_Material shown_
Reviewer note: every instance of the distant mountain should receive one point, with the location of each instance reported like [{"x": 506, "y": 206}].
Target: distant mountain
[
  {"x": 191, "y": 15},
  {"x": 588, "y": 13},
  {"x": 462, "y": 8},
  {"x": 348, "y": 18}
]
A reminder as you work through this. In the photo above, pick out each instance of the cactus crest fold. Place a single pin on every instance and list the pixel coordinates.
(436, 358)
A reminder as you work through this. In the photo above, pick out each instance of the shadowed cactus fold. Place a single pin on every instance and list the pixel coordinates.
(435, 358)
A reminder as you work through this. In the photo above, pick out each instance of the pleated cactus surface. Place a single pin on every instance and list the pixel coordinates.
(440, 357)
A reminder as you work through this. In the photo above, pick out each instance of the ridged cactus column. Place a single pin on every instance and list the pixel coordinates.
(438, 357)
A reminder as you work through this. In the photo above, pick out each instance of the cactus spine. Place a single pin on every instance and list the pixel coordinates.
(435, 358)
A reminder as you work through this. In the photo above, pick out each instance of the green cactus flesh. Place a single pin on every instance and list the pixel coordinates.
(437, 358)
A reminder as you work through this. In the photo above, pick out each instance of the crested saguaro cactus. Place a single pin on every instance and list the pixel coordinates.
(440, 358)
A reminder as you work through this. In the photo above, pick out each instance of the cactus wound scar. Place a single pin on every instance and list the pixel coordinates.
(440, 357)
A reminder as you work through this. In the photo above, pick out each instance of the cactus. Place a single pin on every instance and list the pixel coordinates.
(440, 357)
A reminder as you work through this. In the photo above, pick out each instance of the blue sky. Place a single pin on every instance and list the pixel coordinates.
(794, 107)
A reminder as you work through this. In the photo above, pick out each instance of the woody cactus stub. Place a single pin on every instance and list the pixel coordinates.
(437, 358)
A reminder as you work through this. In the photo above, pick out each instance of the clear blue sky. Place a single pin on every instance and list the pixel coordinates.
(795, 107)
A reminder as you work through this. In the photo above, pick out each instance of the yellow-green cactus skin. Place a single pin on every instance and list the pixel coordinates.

_What you have to do_
Beginning at the line that holds "of the blue", write out word for word each line through the end of the records.

_Exercise solution_
A reminder as you work through this. In the photo above, pick out each instance of the blue sky. Place a single pin on every instance and list the pixel coordinates.
(794, 107)
A reminder as you work through this. In the photo above, pick out each instance of the woody cactus stub. Place a single pin on every instance and list the pixel coordinates.
(437, 358)
A reminder as you work through this. In the photo above, pick out each instance of the clear blue sky. Place a single pin on every instance and list the pixel coordinates.
(795, 107)
A reminder as you work through this. In the photo above, pick out each instance of the yellow-green cactus skin. Place a single pin on every instance and list the pixel coordinates.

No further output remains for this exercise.